EXERCISE GOAL:
Write out again the stretch of entries from the line containing "Target: stone stairway railing" through the end of the entries, adding 39 to every number in the coordinates given as answers.

MATERIAL FOR THE TASK:
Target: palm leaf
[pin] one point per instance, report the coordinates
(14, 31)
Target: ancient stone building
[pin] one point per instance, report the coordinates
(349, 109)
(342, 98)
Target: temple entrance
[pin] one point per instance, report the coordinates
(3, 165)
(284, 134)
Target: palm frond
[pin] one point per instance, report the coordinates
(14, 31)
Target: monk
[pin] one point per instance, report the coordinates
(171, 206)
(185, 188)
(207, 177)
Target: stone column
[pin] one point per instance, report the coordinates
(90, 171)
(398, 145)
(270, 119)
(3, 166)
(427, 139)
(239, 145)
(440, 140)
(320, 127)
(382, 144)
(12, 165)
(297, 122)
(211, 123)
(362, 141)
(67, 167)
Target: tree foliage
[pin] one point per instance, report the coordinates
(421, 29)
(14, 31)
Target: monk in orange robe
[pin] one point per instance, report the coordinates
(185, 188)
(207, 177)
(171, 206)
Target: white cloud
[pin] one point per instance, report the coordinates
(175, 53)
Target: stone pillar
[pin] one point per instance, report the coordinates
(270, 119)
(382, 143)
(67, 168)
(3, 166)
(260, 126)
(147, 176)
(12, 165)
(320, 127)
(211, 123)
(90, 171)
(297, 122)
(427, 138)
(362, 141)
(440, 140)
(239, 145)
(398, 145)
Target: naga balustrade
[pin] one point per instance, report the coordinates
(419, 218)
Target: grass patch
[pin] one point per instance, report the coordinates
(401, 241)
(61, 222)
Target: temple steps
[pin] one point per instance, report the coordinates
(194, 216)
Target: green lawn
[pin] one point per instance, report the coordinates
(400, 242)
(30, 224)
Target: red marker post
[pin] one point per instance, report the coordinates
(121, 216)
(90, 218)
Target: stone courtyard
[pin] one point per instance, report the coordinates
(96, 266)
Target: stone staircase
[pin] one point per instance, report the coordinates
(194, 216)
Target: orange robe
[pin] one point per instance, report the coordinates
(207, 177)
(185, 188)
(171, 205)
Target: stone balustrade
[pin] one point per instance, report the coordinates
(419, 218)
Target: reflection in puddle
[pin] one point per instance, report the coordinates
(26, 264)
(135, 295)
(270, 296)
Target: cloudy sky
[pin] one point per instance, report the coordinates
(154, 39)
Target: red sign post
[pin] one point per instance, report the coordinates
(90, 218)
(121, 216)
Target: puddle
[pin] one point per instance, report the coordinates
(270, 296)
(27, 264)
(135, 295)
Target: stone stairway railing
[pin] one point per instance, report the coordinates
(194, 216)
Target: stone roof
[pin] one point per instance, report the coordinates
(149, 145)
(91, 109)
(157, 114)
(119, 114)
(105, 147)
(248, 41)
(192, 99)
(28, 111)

SOLUTION:
Target: stone stairway railing
[pin] one point per instance, report the coordinates
(233, 255)
Target: stone roof
[pin] one point per instance, report the coordinates
(188, 184)
(130, 148)
(196, 153)
(158, 153)
(144, 186)
(287, 80)
(231, 138)
(67, 150)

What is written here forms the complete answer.